## WORK REQUEST
Output nothing but the lines from the line with "of the multicam" through the end of the listing below, both ends included.

## WORKING DATA
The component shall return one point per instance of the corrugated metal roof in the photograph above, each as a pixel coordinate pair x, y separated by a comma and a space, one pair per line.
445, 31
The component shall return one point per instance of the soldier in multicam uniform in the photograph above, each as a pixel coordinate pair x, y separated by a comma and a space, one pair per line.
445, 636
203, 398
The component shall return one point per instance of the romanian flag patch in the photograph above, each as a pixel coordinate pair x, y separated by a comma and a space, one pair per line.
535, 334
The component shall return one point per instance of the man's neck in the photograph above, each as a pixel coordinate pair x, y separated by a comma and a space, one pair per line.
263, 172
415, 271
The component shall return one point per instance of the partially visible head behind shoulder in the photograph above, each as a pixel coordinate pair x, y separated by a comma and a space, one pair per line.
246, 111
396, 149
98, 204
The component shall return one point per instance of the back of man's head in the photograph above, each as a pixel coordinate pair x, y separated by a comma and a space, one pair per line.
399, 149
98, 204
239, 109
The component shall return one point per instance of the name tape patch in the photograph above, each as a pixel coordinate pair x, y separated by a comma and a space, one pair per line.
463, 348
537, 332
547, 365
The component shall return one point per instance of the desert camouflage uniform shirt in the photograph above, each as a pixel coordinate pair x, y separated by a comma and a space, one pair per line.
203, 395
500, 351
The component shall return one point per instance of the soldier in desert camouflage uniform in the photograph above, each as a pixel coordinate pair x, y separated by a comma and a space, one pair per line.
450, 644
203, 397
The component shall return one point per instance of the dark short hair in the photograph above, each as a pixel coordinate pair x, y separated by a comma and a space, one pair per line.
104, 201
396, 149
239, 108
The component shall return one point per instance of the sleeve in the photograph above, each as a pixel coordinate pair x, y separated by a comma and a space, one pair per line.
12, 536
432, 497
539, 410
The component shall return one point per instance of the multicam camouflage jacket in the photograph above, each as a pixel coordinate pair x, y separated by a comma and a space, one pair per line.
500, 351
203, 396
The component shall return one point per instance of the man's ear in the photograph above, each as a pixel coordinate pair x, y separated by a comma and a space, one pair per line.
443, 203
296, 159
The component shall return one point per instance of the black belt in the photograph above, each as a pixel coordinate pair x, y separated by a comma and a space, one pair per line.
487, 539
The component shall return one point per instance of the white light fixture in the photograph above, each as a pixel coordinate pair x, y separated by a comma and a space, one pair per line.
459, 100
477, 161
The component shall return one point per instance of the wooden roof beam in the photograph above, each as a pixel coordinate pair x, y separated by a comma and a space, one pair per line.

## ANSWER FOR THIS EXERCISE
The component shall return one point per instance of the multicam camouflage jacket in the photograph above, each as a pixel coordinate pair x, y separated by a comma and a space, one pair per line.
500, 351
203, 396
The component shall return one point per instance of the man's ear in the photograph above, each as a pixel coordinate pair x, y separated by a comma and a space, one pair per line.
443, 203
296, 159
The component shall return one point per instance of the black belt in the photograph above, each as a pixel coordinate pair x, y separated by a comma and a space, one pair per line.
487, 539
The component shall return one point per instance of the white light fixture in the photograph above, each as a pixel coordinate pair x, y separated by a comma and a space, one pair per line.
459, 100
477, 161
The component shall return one point per instance of the wooden roof beam in the photograph above, each as a pixel coordinate pair x, y separated by a comma and a space, one pair per line.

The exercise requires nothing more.